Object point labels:
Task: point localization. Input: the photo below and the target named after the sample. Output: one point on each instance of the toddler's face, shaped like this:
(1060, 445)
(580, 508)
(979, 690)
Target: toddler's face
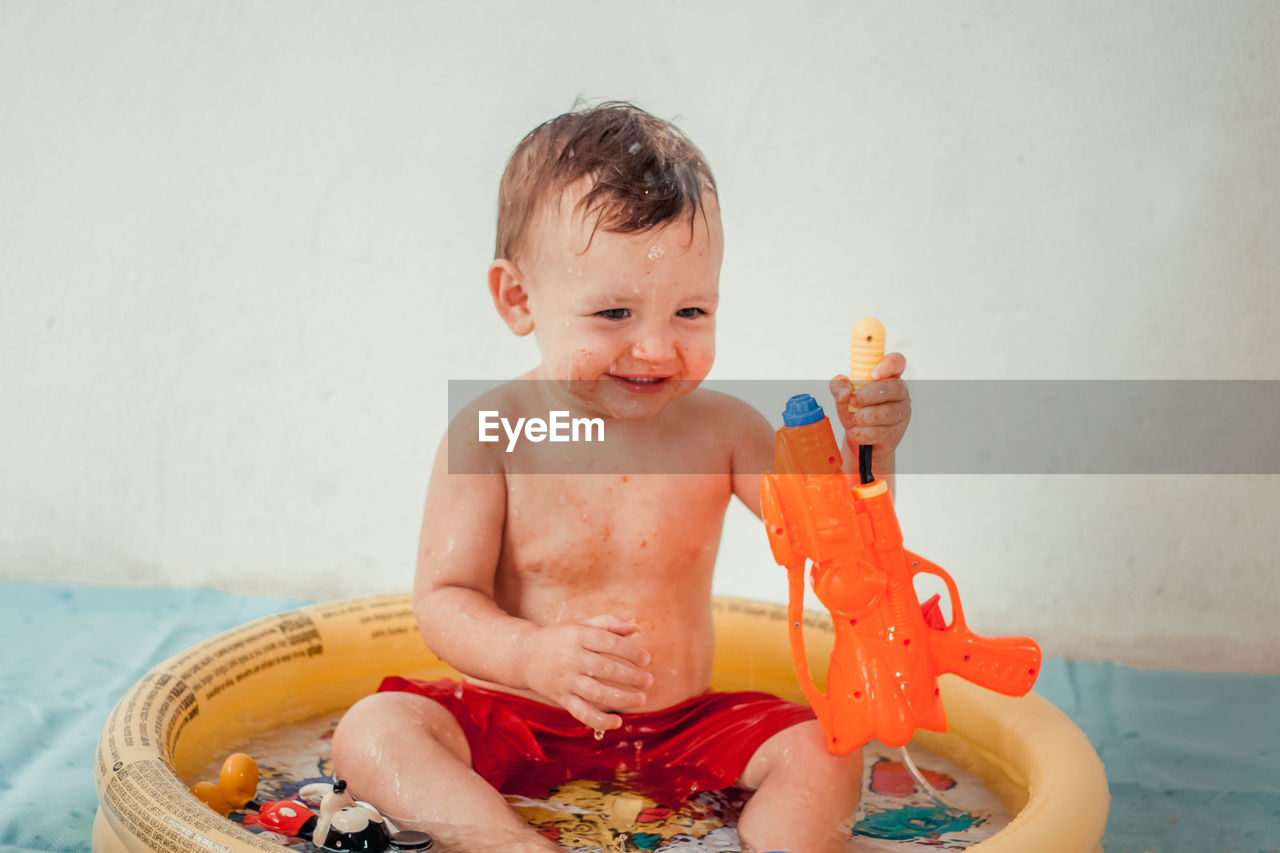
(629, 324)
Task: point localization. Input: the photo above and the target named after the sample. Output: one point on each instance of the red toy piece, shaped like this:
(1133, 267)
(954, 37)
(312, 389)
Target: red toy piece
(284, 816)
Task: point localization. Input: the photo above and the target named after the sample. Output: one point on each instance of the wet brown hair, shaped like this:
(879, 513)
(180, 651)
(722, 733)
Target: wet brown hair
(644, 173)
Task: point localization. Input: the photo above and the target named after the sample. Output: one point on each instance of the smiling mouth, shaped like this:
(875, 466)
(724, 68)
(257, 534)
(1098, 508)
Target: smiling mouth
(641, 384)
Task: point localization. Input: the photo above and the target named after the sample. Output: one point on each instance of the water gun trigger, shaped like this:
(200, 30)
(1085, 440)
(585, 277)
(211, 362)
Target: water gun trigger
(932, 610)
(775, 523)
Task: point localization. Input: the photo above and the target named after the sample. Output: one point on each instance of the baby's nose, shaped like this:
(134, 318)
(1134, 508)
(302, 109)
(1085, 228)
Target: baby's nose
(657, 343)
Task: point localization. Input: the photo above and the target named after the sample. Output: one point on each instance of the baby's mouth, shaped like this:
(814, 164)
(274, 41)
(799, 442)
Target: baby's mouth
(640, 384)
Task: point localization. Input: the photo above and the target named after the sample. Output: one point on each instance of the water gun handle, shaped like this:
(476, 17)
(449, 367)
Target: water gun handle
(1008, 665)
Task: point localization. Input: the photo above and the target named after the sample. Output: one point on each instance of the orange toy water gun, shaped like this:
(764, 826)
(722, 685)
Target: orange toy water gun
(888, 648)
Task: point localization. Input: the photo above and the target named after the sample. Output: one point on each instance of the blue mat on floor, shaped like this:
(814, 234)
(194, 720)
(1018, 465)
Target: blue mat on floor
(1191, 756)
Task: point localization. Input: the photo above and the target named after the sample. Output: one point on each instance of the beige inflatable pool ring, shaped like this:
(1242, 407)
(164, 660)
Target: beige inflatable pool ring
(296, 665)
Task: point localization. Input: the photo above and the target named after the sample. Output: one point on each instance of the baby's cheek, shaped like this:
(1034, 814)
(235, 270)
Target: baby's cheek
(698, 356)
(585, 364)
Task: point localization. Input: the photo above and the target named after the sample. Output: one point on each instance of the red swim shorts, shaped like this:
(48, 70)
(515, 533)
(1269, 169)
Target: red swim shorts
(528, 748)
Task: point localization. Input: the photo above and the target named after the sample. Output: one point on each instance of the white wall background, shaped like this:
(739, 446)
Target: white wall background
(242, 249)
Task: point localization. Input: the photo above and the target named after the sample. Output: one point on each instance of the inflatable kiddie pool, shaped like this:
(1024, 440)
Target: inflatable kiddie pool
(292, 666)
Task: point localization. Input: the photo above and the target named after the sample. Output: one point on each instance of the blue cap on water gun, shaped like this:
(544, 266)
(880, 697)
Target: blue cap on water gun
(801, 410)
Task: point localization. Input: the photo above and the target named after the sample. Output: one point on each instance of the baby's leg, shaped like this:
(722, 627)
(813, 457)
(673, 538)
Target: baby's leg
(407, 756)
(805, 798)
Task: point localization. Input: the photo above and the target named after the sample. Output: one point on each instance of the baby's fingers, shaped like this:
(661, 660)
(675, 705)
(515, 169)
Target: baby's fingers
(891, 366)
(613, 624)
(607, 696)
(625, 648)
(589, 715)
(617, 673)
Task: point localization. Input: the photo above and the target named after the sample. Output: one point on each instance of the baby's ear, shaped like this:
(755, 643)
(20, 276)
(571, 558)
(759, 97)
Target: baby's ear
(511, 299)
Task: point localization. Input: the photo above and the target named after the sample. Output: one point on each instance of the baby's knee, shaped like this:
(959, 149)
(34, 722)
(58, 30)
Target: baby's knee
(384, 725)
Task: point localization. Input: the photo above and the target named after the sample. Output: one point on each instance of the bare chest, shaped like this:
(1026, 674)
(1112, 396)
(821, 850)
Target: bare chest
(602, 530)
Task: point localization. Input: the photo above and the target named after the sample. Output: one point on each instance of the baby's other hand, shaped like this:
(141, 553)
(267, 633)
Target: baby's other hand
(590, 669)
(883, 406)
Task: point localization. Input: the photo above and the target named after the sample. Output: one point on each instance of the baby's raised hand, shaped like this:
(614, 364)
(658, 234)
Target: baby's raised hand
(883, 407)
(590, 669)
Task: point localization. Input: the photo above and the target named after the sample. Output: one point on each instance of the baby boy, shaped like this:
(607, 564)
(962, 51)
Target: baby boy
(577, 602)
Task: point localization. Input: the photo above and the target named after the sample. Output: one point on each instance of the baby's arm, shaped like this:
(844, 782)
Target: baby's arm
(585, 667)
(885, 410)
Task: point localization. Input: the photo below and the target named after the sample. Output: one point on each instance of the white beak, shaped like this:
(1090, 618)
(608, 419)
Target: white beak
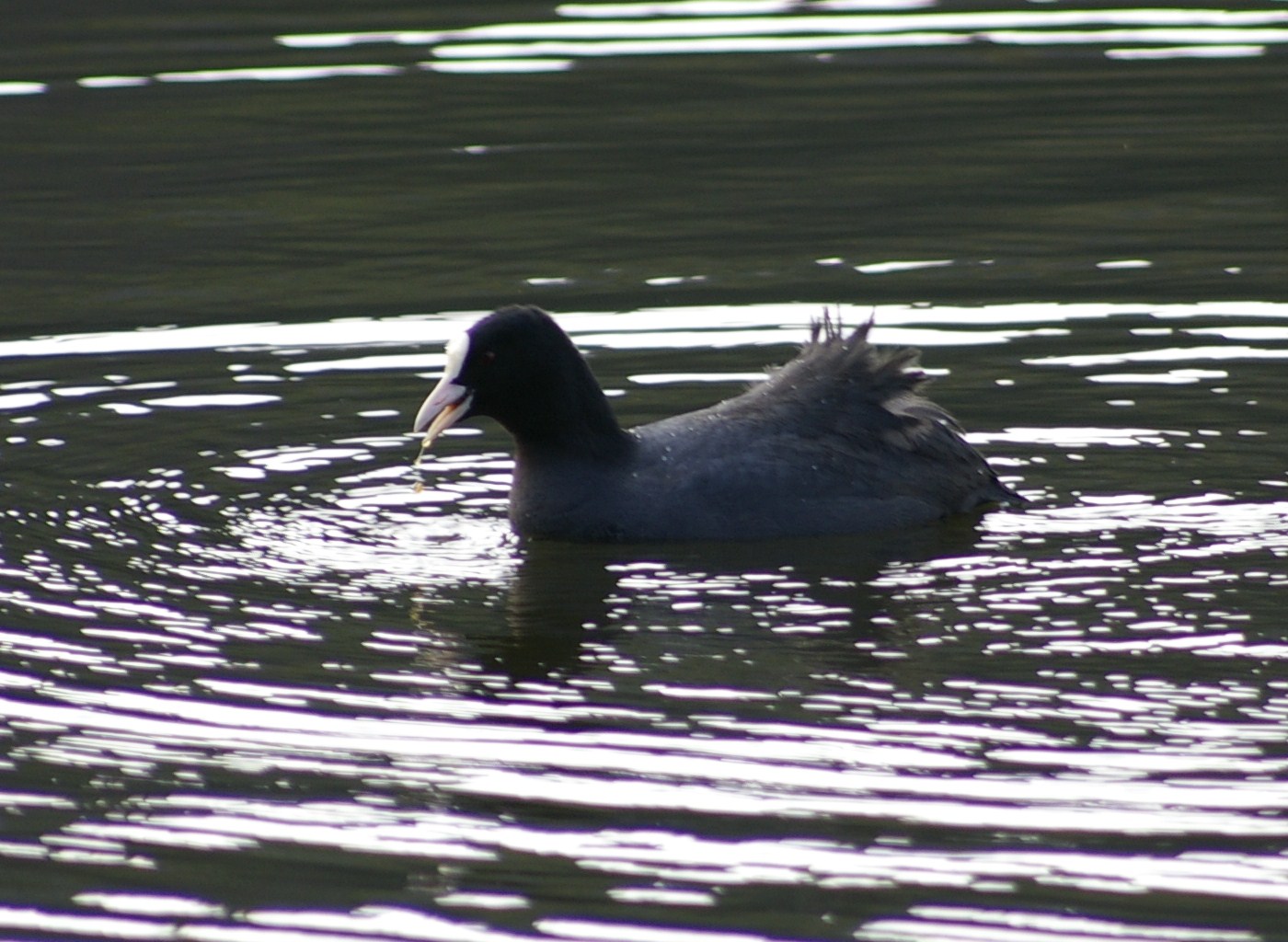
(448, 401)
(442, 408)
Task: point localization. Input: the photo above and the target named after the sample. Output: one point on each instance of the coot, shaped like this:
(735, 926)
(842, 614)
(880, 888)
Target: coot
(837, 441)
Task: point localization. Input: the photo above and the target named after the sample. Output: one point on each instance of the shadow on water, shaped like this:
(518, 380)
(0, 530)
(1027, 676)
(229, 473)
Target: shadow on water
(563, 589)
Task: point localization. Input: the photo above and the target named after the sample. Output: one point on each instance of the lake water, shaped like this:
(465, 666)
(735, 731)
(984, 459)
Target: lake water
(257, 687)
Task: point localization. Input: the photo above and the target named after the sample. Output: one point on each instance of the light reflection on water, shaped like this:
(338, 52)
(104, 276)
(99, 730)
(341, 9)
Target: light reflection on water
(235, 636)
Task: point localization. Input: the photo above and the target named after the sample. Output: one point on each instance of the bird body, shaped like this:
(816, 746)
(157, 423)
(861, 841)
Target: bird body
(837, 441)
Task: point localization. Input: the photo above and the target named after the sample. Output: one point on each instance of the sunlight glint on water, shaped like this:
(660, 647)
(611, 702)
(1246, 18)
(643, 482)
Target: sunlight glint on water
(277, 607)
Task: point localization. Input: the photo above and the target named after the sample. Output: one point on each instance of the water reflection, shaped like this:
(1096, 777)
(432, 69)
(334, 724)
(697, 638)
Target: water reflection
(257, 658)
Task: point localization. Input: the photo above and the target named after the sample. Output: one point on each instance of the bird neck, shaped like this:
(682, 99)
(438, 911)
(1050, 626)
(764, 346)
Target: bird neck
(569, 418)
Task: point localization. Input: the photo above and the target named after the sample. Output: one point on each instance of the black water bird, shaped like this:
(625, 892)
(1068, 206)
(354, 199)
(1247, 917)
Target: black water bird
(837, 441)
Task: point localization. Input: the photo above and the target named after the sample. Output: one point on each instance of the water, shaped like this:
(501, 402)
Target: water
(255, 685)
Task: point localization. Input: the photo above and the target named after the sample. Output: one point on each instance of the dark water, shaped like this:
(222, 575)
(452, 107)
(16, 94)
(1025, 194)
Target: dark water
(257, 688)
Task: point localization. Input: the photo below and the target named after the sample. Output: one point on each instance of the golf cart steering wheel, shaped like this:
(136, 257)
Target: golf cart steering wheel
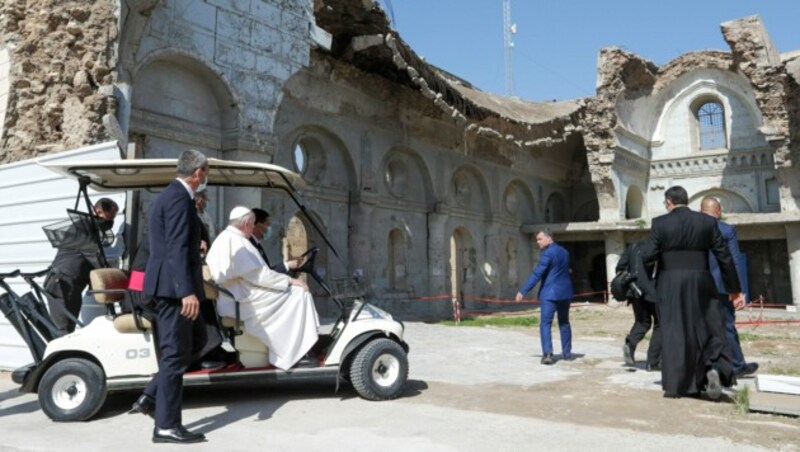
(308, 262)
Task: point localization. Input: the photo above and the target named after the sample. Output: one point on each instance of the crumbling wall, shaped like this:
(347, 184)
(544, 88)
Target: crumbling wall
(61, 73)
(620, 73)
(776, 94)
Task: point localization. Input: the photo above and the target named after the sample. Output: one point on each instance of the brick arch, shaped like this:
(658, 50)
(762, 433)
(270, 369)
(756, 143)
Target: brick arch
(419, 184)
(468, 190)
(329, 157)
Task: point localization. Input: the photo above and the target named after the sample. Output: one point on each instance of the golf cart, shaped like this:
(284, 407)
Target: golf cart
(116, 352)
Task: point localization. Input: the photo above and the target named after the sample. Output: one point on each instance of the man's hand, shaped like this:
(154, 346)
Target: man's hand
(299, 283)
(191, 306)
(737, 299)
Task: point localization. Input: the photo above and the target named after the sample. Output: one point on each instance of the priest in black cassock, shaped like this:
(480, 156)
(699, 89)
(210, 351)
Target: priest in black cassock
(695, 353)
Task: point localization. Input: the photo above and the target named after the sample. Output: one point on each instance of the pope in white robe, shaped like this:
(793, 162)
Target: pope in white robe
(275, 308)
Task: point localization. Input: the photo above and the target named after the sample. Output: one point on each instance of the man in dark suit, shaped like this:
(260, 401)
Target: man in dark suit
(555, 295)
(69, 273)
(263, 229)
(645, 312)
(695, 353)
(711, 206)
(174, 277)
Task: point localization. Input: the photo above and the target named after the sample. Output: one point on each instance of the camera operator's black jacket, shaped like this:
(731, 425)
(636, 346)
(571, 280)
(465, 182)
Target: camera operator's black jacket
(632, 260)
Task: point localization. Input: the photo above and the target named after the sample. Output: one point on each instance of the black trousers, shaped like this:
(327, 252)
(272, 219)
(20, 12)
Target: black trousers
(175, 340)
(645, 315)
(65, 292)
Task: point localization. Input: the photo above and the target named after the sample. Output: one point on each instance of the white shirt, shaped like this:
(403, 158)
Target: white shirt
(186, 186)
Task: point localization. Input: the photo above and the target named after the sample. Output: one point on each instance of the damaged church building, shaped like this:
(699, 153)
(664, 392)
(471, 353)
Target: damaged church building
(429, 188)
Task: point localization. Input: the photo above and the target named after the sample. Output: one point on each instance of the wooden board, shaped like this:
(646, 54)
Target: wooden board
(766, 402)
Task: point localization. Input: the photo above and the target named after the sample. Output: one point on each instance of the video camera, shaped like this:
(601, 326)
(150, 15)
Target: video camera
(624, 283)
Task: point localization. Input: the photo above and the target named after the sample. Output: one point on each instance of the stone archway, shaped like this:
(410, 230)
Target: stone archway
(634, 203)
(462, 262)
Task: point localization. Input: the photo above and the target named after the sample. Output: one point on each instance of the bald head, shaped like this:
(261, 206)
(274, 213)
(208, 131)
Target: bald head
(711, 206)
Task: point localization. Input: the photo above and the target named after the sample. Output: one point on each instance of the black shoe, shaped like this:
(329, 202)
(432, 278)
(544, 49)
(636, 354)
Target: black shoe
(212, 364)
(627, 355)
(653, 367)
(714, 388)
(748, 370)
(176, 435)
(144, 405)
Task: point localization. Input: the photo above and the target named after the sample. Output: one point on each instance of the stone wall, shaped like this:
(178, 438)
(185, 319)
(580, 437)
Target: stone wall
(251, 47)
(776, 95)
(62, 57)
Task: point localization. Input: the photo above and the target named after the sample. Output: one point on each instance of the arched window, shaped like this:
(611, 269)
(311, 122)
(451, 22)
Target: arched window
(300, 158)
(711, 126)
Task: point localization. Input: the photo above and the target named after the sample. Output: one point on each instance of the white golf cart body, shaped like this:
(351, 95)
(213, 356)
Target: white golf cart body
(365, 345)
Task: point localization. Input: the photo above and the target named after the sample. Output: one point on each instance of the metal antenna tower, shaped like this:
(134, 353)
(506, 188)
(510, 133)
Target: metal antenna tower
(509, 30)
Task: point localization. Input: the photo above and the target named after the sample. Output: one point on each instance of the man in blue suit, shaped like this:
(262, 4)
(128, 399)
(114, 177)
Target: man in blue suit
(711, 206)
(555, 294)
(174, 277)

-- TASK DESCRIPTION --
Starting with the line containing "black shoe, shaped" and going on through the last line of the data, arrange those lines as a Markdown table with the columns Row and Line. Leave out any blank lines.

-- PROBLEM SOLUTION --
| Row | Line |
|---|---|
| 1 | Task: point localization. Input: the photo above and the target named after the sample. Output: one point on each instance of the black shoe, shaped like this: |
| 2 | (329, 202) |
| 3 | (432, 278) |
| 4 | (544, 49) |
| 5 | (636, 354) |
| 6 | Target: black shoe |
| 7 | (212, 364) |
| 8 | (627, 355) |
| 9 | (653, 367) |
| 10 | (714, 388) |
| 11 | (748, 370) |
| 12 | (176, 435) |
| 13 | (144, 405) |
| 14 | Task: point localization. Input: the photo above and the target named after the sample. Output: one point on each instance of the stone wall, shaped like this: |
| 15 | (178, 438) |
| 16 | (185, 319) |
| 17 | (580, 437) |
| 18 | Target: stone wall |
| 19 | (251, 47) |
| 20 | (776, 95) |
| 21 | (62, 57) |
| 22 | Task: point localization. Input: the photo above and the target named after the sample. Output: one point on each instance of the arched window, shaped like this: |
| 23 | (611, 269) |
| 24 | (311, 122) |
| 25 | (451, 22) |
| 26 | Target: arched window |
| 27 | (300, 158) |
| 28 | (711, 126) |
| 29 | Task: point localization. Input: the photo above and the target named after the sample. Output: one point on each instance of the white golf cart body, shaped like this: |
| 30 | (351, 95) |
| 31 | (213, 356) |
| 32 | Target: white golf cart body |
| 33 | (365, 345) |
| 34 | Task: point localization. Input: the photo above and the target named after the sample. Output: one point on each instance of the metal antenna tower, shaped like this: |
| 35 | (134, 353) |
| 36 | (506, 188) |
| 37 | (510, 133) |
| 38 | Target: metal antenna tower |
| 39 | (509, 30) |
| 40 | Task: point localization. Input: the photo above and the target named after the sample. Output: one point on each instance of the man in blue suit, shaped like this: |
| 41 | (262, 4) |
| 42 | (128, 399) |
| 43 | (114, 177) |
| 44 | Target: man in blue suit |
| 45 | (711, 206) |
| 46 | (555, 294) |
| 47 | (174, 277) |